▸ Task goal: One part of the entries below is wanted: the lines from the one containing "query: wooden handrail" through the one containing "Provide the mask of every instance of the wooden". Write those out exactly and nothing else.

▸ Stored data entries:
----------------------------------------
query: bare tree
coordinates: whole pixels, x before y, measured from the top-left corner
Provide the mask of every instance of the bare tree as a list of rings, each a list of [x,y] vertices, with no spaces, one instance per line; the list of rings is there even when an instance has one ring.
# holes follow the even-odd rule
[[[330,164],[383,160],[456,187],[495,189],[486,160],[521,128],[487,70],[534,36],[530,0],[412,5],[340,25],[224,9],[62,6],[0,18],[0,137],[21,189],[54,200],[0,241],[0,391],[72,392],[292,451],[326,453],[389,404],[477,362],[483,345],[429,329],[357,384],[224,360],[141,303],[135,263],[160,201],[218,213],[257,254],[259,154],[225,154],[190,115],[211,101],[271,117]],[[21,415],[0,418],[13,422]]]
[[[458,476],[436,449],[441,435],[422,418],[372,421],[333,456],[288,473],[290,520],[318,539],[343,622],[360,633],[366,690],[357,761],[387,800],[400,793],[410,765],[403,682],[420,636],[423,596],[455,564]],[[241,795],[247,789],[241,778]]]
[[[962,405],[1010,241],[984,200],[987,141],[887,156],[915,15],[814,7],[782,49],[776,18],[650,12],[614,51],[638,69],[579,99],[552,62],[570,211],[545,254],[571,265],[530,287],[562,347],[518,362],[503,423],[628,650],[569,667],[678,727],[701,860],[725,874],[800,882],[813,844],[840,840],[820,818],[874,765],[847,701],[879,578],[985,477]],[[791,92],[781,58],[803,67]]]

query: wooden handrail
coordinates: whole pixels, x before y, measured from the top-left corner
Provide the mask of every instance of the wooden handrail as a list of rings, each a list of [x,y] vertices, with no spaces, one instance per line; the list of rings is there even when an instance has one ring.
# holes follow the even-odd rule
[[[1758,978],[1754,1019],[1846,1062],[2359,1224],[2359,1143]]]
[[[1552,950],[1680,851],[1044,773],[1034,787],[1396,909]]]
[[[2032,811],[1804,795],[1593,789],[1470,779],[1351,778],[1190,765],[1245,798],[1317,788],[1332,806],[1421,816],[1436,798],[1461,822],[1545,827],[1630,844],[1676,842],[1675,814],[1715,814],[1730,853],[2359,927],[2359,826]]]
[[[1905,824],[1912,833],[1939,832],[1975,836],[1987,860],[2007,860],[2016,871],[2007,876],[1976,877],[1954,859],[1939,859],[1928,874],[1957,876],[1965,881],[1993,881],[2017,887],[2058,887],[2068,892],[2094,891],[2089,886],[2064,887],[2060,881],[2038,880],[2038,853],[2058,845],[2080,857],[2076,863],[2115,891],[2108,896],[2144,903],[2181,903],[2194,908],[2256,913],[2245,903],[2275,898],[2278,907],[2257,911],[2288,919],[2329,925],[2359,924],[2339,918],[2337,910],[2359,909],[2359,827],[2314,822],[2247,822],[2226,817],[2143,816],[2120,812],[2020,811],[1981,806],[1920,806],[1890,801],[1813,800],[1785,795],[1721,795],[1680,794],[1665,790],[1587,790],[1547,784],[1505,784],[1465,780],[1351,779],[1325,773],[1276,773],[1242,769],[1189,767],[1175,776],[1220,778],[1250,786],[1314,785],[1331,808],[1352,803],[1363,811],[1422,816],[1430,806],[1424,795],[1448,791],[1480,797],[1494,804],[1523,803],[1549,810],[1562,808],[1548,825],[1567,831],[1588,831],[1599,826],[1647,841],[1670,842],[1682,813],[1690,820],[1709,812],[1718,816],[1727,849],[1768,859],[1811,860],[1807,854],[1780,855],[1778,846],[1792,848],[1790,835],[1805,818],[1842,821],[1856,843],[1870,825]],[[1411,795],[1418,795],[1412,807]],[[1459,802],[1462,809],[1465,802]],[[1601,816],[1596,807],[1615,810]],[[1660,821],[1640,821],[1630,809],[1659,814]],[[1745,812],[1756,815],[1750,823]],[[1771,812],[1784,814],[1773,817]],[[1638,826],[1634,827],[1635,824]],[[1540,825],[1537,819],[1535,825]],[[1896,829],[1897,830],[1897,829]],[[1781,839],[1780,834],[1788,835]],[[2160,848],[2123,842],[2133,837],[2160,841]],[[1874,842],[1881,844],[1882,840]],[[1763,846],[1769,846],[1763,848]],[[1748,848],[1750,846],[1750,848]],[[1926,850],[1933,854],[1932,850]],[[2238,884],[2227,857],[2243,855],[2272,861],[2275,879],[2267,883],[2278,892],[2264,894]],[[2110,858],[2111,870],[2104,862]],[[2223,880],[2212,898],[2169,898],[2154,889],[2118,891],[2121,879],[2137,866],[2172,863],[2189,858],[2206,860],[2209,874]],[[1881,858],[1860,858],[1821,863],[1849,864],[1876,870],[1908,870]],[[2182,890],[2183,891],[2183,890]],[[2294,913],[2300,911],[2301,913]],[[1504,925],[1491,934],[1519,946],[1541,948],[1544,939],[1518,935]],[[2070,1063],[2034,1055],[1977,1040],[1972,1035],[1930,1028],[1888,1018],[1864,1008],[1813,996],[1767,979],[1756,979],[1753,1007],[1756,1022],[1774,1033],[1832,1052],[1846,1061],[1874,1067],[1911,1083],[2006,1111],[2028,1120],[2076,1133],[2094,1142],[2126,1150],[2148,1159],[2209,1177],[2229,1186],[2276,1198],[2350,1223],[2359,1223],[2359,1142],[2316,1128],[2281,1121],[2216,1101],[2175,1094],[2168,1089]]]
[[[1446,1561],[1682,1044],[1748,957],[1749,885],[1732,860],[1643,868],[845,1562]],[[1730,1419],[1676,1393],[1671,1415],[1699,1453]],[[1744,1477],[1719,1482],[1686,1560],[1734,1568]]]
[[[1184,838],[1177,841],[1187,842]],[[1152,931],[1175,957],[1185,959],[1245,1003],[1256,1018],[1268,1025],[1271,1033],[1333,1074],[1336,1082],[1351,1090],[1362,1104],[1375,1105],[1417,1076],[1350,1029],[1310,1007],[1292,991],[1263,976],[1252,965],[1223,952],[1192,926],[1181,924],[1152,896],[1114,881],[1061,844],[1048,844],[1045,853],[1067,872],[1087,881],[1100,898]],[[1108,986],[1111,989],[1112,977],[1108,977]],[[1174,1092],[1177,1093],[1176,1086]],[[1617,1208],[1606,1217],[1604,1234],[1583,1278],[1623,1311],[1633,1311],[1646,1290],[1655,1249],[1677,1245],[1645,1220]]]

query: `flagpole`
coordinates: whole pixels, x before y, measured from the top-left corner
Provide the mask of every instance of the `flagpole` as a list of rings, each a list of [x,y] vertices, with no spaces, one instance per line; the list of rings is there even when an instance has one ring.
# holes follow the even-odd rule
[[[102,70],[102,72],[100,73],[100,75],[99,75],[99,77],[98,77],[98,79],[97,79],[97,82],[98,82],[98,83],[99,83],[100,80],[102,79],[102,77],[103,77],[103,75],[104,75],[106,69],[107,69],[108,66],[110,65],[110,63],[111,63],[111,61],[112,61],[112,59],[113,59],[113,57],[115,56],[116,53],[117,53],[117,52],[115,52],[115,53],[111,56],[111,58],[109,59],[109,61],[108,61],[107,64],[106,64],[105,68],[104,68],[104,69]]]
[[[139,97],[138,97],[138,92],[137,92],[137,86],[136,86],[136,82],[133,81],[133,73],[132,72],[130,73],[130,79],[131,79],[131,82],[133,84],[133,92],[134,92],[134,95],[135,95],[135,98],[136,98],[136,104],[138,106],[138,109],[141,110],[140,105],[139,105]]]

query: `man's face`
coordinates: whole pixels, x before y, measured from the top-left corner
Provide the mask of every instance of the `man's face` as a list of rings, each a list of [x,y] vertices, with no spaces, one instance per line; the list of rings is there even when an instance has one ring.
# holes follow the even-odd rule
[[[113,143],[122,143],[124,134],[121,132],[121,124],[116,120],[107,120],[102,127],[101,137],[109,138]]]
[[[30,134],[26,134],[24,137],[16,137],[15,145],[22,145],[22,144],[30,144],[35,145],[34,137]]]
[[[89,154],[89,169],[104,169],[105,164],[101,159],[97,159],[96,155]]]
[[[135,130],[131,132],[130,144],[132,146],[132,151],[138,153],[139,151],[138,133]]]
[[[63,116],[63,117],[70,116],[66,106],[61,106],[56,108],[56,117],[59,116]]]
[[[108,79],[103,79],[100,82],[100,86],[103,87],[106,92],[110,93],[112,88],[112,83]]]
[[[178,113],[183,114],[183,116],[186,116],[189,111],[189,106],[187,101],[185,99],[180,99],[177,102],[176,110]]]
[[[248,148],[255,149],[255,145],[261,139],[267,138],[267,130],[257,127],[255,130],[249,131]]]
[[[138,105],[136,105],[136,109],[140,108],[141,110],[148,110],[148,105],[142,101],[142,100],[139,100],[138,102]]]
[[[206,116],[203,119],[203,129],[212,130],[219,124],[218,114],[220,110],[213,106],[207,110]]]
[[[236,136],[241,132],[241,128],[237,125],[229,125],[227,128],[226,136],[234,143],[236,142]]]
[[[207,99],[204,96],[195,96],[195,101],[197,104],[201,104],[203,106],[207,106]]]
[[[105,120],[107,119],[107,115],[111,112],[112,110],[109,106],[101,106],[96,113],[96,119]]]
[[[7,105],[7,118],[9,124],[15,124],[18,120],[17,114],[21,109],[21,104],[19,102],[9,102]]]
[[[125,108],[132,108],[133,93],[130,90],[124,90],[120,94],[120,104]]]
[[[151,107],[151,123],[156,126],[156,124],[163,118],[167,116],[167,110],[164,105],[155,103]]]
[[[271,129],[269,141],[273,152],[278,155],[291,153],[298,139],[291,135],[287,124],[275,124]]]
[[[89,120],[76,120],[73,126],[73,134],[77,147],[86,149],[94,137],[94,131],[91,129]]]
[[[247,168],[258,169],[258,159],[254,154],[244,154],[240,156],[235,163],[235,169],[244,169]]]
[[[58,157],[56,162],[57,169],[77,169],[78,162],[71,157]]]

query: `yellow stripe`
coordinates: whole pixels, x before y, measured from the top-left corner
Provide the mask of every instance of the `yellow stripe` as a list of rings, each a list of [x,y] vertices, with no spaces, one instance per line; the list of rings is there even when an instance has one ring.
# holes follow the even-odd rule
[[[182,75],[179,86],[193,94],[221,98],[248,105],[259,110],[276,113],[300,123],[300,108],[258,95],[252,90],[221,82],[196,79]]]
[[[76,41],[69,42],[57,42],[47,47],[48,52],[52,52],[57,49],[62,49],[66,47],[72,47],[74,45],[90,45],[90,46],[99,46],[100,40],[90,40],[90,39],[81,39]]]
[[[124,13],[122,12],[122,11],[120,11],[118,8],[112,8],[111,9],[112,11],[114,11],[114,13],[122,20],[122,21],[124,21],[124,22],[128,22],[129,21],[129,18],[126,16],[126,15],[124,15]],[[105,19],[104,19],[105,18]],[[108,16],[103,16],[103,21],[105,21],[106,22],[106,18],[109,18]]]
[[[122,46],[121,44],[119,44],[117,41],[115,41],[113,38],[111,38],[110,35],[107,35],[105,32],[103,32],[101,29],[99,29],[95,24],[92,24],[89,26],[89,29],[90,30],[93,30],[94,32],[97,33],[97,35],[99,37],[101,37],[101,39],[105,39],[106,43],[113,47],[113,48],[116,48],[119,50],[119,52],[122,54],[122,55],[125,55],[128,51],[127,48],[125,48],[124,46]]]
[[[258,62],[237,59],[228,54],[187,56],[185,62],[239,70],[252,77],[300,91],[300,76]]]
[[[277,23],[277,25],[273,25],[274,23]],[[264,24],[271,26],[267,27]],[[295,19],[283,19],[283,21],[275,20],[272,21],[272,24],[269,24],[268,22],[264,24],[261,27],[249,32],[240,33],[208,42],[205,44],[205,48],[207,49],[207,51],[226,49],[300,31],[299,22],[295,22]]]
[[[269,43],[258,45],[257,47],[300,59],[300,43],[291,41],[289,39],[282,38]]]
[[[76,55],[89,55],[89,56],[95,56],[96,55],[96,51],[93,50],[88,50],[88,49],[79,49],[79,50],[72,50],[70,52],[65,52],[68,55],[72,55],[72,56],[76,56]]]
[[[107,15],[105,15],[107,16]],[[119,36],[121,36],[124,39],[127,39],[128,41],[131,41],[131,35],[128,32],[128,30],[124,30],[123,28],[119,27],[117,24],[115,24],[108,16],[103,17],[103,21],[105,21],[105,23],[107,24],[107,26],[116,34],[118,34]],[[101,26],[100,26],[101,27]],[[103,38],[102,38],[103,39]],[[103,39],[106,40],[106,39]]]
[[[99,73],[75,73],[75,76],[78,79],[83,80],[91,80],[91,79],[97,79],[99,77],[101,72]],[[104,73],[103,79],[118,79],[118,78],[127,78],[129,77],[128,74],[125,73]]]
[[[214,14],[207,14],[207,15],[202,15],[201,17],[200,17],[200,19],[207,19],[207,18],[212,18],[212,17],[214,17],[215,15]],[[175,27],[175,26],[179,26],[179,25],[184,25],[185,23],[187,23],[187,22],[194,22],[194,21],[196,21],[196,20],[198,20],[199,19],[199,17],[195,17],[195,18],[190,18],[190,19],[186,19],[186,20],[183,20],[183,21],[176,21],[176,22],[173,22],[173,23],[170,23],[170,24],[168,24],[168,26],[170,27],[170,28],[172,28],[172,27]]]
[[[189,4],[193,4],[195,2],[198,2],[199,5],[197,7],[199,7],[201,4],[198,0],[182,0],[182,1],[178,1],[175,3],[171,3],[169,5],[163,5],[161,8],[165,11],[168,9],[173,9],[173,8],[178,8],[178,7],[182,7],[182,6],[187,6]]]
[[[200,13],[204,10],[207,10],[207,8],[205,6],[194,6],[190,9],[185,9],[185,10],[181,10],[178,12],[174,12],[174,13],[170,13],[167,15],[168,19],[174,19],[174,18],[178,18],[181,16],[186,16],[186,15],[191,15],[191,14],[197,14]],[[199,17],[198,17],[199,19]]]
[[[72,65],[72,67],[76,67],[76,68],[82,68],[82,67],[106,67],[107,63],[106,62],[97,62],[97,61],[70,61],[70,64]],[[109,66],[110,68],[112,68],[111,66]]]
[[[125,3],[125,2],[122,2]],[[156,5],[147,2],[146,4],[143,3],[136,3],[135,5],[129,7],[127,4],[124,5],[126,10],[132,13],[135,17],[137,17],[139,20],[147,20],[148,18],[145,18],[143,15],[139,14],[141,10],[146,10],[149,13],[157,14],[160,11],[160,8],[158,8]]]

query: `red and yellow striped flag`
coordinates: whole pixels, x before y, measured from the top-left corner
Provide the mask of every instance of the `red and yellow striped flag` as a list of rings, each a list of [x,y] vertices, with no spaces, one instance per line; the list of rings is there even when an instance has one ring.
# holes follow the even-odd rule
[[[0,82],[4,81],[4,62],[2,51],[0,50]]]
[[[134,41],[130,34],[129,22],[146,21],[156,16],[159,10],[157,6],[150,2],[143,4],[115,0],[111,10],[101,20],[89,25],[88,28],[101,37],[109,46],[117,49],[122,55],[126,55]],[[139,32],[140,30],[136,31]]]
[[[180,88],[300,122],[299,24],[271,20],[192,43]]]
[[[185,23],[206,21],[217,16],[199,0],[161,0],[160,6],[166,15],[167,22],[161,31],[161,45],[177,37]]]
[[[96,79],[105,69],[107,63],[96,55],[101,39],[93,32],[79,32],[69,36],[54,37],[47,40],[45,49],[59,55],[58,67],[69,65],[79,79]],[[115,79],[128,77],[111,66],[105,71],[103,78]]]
----------------------------------------
▸ Written response:
query: wooden handrail
coordinates: whole pixels, x before y, measured from the top-left corner
Provide the mask of every instance of the wooden handrail as a list of rings, each a list of [x,y] vertices, with no spaces, one instance per line; the list of rings is there even when an instance has one ring.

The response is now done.